Retype everything from "This issue cannot" down to "condition at home." in the text on social discontent below.

• [TEXT]:
--- begin ---

But this manipulation by
the press and its political clients can only work if there is a lever in
society waiting to be pulled. It only works because the cracks
exist. Society cannot be fragmented unless there are defects to
exploit.
What are some of these roots of discontent? It all
certainly starts with central banking, and this exploded nationally in
2008. What the people saw, fully exposed like never before, was a
system designed to protect the connected and wealthy; a system that inherently
disfavored the rest of us.
Trillions in bailouts – from both the federal government and the
Fed. Bankers saved despite making trillions in counterfeit loans –
counterfeit due both to the fiat credit offered and counterfeit because the
borrowers were unqualified in the first place. Bonuses paid and
stock values rising when making these loans, and further bonuses paid and stock
values rising when being bailed out of these actions.
Next comes the drug war. A pretext for every kind of
intervention, search, invasion, and taking by the state. The United
States has the largest population of people incarcerated on the planet, and (if
memory serves) something like half of these are in for non-violent offenses –
primarily drug related.
Families torn apart, search and seizure, infinite additional
cause for negative interaction between police and the people. All
designed to tear the fabric of society apart.
This issue cannot be separated from the militarism
abroad. An adventurous foreign policy – violent and ruthless –
transfers its weaponry, hardware, skills and tactics to the home
front. But it is even worse: ethically, what’s the difference?
A society that accepts – even worships – militarism and torture
abroad cannot at the same time deplore it at home. Many want to
believe it is two different things, but the actor in each case is the
same. And the effect on our conscious selves of the foreign
interventions dissolves any means by which to hold firm against a similar
condition at home.

--- end ---

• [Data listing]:
--- begin ---

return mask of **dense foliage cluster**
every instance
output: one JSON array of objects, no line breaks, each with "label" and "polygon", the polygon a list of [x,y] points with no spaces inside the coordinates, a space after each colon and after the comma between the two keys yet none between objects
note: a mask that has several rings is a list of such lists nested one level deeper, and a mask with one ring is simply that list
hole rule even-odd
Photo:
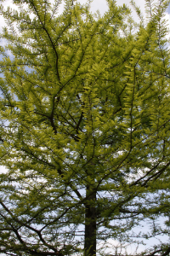
[{"label": "dense foliage cluster", "polygon": [[[103,16],[14,3],[0,9],[0,253],[94,256],[146,219],[143,237],[169,236],[168,2],[147,0],[146,20],[133,3],[139,24],[113,0]],[[147,253],[170,252],[156,246]]]}]

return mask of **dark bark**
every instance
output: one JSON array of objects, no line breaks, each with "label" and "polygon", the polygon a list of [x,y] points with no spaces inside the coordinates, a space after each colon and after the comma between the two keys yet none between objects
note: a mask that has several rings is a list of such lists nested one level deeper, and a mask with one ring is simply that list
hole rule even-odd
[{"label": "dark bark", "polygon": [[87,186],[85,203],[85,256],[96,256],[96,192]]}]

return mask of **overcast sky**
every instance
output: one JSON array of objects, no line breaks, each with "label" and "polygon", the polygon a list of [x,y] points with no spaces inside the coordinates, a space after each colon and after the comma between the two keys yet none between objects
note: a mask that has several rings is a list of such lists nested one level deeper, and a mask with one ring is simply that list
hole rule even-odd
[{"label": "overcast sky", "polygon": [[[12,7],[11,2],[12,2],[11,0],[5,0],[3,4],[4,4],[4,6],[10,5]],[[79,0],[78,2],[80,2],[81,3],[85,3],[86,0]],[[143,13],[144,13],[145,1],[144,0],[136,0],[135,2],[136,2],[137,6],[140,7],[141,11]],[[119,4],[119,5],[122,5],[123,3],[126,3],[127,5],[131,6],[129,0],[118,0],[117,1],[117,4]],[[94,0],[91,6],[92,6],[93,12],[95,12],[97,9],[99,9],[99,12],[101,13],[101,15],[103,15],[105,11],[107,11],[107,4],[106,4],[105,0]],[[136,20],[137,15],[135,15],[134,12],[133,12],[133,16]],[[167,9],[166,18],[167,18],[167,20],[168,20],[168,25],[169,25],[170,24],[170,6]],[[4,20],[0,16],[0,32],[2,32],[2,26],[4,26]],[[3,44],[2,43],[3,42],[0,41],[0,44]],[[4,171],[5,171],[4,167],[0,166],[0,172],[4,172]],[[151,245],[151,242],[150,241],[148,245],[149,246]],[[133,247],[132,252],[129,252],[129,253],[133,253],[133,250],[134,250],[134,248]]]}]

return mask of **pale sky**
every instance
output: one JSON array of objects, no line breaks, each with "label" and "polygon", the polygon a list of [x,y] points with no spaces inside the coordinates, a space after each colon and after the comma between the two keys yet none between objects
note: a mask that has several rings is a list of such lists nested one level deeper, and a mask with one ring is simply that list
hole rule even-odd
[{"label": "pale sky", "polygon": [[[79,2],[81,3],[85,3],[86,0],[79,0]],[[144,13],[144,12],[145,1],[144,0],[136,0],[135,2],[136,2],[137,6],[140,7],[141,11]],[[130,3],[129,0],[118,0],[117,1],[117,4],[119,4],[119,5],[122,5],[123,3],[126,3],[127,5],[131,6],[129,3]],[[11,0],[5,0],[3,4],[4,4],[4,6],[10,5],[10,7],[12,7]],[[107,4],[106,4],[105,0],[94,0],[91,6],[92,6],[92,11],[93,12],[95,12],[97,9],[99,9],[100,14],[103,15],[105,11],[107,11]],[[134,19],[136,19],[136,17],[137,17],[137,15],[135,15],[134,12],[133,12],[133,16]],[[170,6],[167,9],[166,18],[167,18],[167,20],[168,20],[168,25],[169,25],[170,24]],[[0,32],[2,32],[2,26],[4,26],[4,20],[0,16]],[[3,44],[2,43],[3,42],[0,42],[0,45]],[[0,172],[5,172],[5,168],[3,166],[0,166]],[[114,244],[113,241],[111,241],[111,244],[112,245]],[[148,243],[148,246],[150,246],[150,245],[151,245],[151,241],[150,241],[149,243]],[[142,247],[141,247],[141,248],[142,248]],[[129,253],[133,253],[133,251],[134,250],[134,247],[133,247],[131,248],[131,250],[129,248]]]}]

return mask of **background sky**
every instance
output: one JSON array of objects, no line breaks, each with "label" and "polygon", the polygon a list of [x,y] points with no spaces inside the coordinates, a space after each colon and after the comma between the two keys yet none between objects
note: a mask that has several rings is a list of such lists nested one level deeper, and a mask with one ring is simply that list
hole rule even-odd
[{"label": "background sky", "polygon": [[[78,2],[80,2],[81,3],[85,3],[86,0],[79,0]],[[145,1],[144,0],[136,0],[135,3],[137,4],[137,6],[140,7],[140,9],[141,9],[142,13],[144,14]],[[118,0],[117,1],[117,4],[119,4],[119,5],[122,5],[123,3],[126,3],[127,5],[131,6],[129,0]],[[10,7],[13,6],[12,3],[11,3],[11,0],[5,0],[4,3],[3,3],[3,4],[4,4],[4,7],[5,6],[10,6]],[[133,9],[132,6],[131,6],[131,8]],[[107,3],[106,3],[105,0],[94,0],[94,2],[91,4],[91,10],[92,10],[92,12],[95,12],[98,9],[99,10],[99,12],[100,12],[101,15],[103,15],[105,11],[107,11]],[[136,14],[135,14],[134,11],[132,11],[132,15],[133,15],[133,19],[135,20],[138,20],[137,15],[136,15]],[[167,9],[166,19],[167,20],[167,25],[169,26],[169,29],[170,29],[170,6]],[[4,22],[3,19],[0,16],[0,32],[2,32],[2,27],[4,25],[5,25],[5,22]],[[4,45],[4,44],[5,44],[4,41],[0,41],[0,45]],[[4,169],[3,166],[0,166],[0,172],[5,172],[5,169]],[[160,220],[160,221],[162,222],[162,220]],[[144,224],[144,228],[147,229],[147,224]],[[137,231],[139,231],[139,230]],[[161,240],[162,240],[162,239],[163,240],[167,240],[167,237],[160,237],[160,239]],[[112,240],[110,241],[110,247],[113,247],[114,246],[116,246],[116,241],[114,241]],[[144,247],[151,246],[154,241],[156,241],[156,240],[153,241],[153,239],[148,241],[146,247],[141,246],[140,248],[139,248],[139,251],[142,248],[144,249]],[[109,251],[110,250],[108,250],[107,252],[109,253]],[[128,253],[132,253],[133,252],[135,251],[135,247],[133,245],[131,245],[128,247]]]}]

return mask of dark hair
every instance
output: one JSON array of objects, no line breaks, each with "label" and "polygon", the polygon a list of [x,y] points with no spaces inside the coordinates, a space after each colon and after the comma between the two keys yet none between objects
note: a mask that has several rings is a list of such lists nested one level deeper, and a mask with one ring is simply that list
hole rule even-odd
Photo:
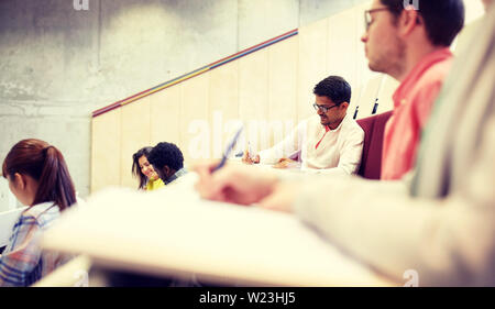
[{"label": "dark hair", "polygon": [[327,97],[336,104],[351,102],[351,85],[340,76],[329,76],[321,80],[312,89],[318,97]]},{"label": "dark hair", "polygon": [[[397,18],[404,8],[404,0],[381,0],[382,4]],[[450,46],[464,26],[464,3],[462,0],[418,0],[419,14],[425,21],[428,38],[435,46]]]},{"label": "dark hair", "polygon": [[132,155],[132,174],[140,178],[140,186],[138,187],[138,189],[143,189],[147,183],[146,175],[141,172],[140,157],[144,155],[147,159],[152,150],[153,147],[143,147]]},{"label": "dark hair", "polygon": [[165,165],[175,170],[179,170],[184,167],[183,153],[175,144],[167,142],[156,144],[147,157],[147,161],[158,169],[163,169]]},{"label": "dark hair", "polygon": [[16,143],[2,165],[3,177],[25,174],[38,183],[33,205],[53,201],[61,211],[76,202],[76,191],[62,153],[46,142],[30,139]]}]

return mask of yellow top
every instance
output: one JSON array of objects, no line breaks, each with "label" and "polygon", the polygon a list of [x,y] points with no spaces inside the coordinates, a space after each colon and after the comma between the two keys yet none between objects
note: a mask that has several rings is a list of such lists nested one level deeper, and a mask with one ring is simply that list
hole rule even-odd
[{"label": "yellow top", "polygon": [[156,178],[156,180],[148,180],[145,187],[146,191],[153,191],[160,188],[165,187],[165,184],[162,181],[162,179]]}]

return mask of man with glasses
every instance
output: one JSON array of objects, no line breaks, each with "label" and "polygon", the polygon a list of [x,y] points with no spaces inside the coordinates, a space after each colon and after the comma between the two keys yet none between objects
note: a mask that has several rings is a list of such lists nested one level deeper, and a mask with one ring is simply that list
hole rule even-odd
[{"label": "man with glasses", "polygon": [[315,86],[314,95],[311,104],[317,115],[299,123],[284,141],[253,158],[245,152],[243,162],[286,168],[295,165],[287,156],[300,152],[302,170],[342,175],[356,173],[364,132],[346,114],[351,86],[340,76],[330,76]]},{"label": "man with glasses", "polygon": [[361,41],[370,69],[400,81],[385,128],[383,180],[400,179],[414,167],[421,130],[452,64],[449,46],[464,24],[462,0],[414,2],[419,5],[374,0],[364,14]]}]

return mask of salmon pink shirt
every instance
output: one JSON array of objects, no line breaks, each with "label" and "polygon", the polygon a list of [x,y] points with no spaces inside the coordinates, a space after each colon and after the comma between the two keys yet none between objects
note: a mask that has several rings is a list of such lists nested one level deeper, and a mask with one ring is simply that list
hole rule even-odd
[{"label": "salmon pink shirt", "polygon": [[453,56],[449,48],[422,58],[393,96],[394,111],[385,125],[382,180],[400,179],[413,169],[425,128]]}]

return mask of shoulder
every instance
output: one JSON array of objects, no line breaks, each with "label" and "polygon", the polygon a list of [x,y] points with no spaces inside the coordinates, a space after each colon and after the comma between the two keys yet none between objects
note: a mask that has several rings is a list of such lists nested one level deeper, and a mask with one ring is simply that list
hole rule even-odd
[{"label": "shoulder", "polygon": [[439,85],[442,85],[452,67],[452,63],[453,56],[431,65],[419,78],[417,89],[425,90],[425,88],[428,87],[438,87]]},{"label": "shoulder", "polygon": [[350,132],[352,134],[360,134],[364,136],[364,130],[361,128],[361,125],[352,119],[352,117],[345,117],[342,123],[342,129],[344,129],[346,132]]}]

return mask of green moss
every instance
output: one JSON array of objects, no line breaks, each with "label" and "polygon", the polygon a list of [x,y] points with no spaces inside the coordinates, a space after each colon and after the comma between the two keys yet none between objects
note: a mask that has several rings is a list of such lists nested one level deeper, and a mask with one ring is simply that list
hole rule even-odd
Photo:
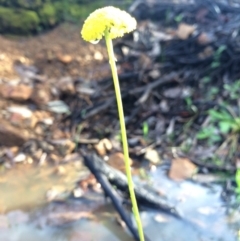
[{"label": "green moss", "polygon": [[60,21],[58,9],[51,3],[46,3],[38,11],[40,21],[44,26],[54,26]]},{"label": "green moss", "polygon": [[28,34],[37,30],[39,22],[33,11],[0,7],[0,32]]}]

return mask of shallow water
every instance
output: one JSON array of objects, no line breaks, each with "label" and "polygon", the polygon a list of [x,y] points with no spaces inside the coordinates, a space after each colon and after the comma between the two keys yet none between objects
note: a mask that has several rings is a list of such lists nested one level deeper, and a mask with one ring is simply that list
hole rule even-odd
[{"label": "shallow water", "polygon": [[[133,240],[117,224],[117,214],[101,193],[47,203],[50,188],[59,187],[60,192],[69,194],[76,180],[86,173],[80,163],[65,165],[64,169],[66,172],[59,174],[56,167],[19,165],[0,175],[0,240]],[[240,223],[235,220],[235,228],[228,223],[220,186],[177,183],[168,179],[161,168],[149,172],[149,177],[151,185],[184,217],[180,220],[159,211],[142,211],[145,233],[151,241],[237,240]]]}]

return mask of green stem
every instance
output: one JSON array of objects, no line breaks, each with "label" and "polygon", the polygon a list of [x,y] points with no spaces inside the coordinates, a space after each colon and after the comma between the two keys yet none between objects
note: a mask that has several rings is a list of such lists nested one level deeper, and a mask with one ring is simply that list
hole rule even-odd
[{"label": "green stem", "polygon": [[121,135],[122,135],[124,162],[125,162],[125,168],[126,168],[126,174],[127,174],[127,180],[128,180],[128,188],[129,188],[130,198],[131,198],[132,207],[133,207],[133,215],[134,215],[135,221],[137,223],[140,241],[144,241],[142,222],[141,222],[140,214],[138,211],[138,205],[137,205],[136,196],[135,196],[135,192],[134,192],[134,184],[133,184],[133,180],[132,180],[131,166],[130,166],[130,161],[129,161],[127,133],[126,133],[126,127],[125,127],[121,91],[120,91],[118,75],[117,75],[117,67],[116,67],[115,56],[114,56],[114,52],[113,52],[112,39],[109,36],[108,30],[105,31],[105,40],[106,40],[106,44],[107,44],[107,51],[108,51],[108,55],[109,55],[109,64],[110,64],[111,70],[112,70],[113,83],[114,83],[115,94],[116,94],[116,99],[117,99],[118,115],[119,115]]}]

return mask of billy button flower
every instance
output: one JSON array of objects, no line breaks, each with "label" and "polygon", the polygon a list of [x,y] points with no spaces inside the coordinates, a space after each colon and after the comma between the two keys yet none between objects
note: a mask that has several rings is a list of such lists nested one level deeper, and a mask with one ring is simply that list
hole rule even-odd
[{"label": "billy button flower", "polygon": [[100,8],[89,15],[85,20],[81,34],[89,42],[99,41],[109,31],[109,37],[122,37],[136,29],[136,20],[125,11],[109,6]]},{"label": "billy button flower", "polygon": [[84,40],[89,41],[91,43],[97,43],[99,40],[102,39],[102,37],[105,37],[109,56],[109,64],[112,70],[113,83],[117,100],[117,108],[121,127],[122,145],[124,153],[124,162],[126,167],[126,175],[128,180],[128,188],[132,203],[133,215],[135,217],[135,221],[138,228],[139,240],[144,241],[142,222],[138,211],[138,205],[134,192],[134,184],[132,181],[121,91],[118,81],[117,68],[112,45],[112,39],[122,37],[125,33],[129,33],[136,29],[136,26],[137,22],[133,17],[131,17],[130,14],[118,8],[109,6],[97,9],[96,11],[91,13],[83,24],[81,34]]}]

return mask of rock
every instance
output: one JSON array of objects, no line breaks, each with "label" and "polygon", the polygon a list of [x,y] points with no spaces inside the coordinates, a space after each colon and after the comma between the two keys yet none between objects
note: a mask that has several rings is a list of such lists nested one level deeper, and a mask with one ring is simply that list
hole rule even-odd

--- end ---

• [SOLUTION FOR THIS EXERCISE]:
This issue cannot be separated from the militarism
abroad. An adventurous foreign policy – violent and ruthless –
transfers its weaponry, hardware, skills and tactics to the home
front. But it is even worse: ethically, what’s the difference?
A society that accepts – even worships – militarism and torture
abroad cannot at the same time deplore it at home. Many want to
believe it is two different things, but the actor in each case is the
same. And the effect on our conscious selves of the foreign
interventions dissolves any means by which to hold firm against a similar
condition at home.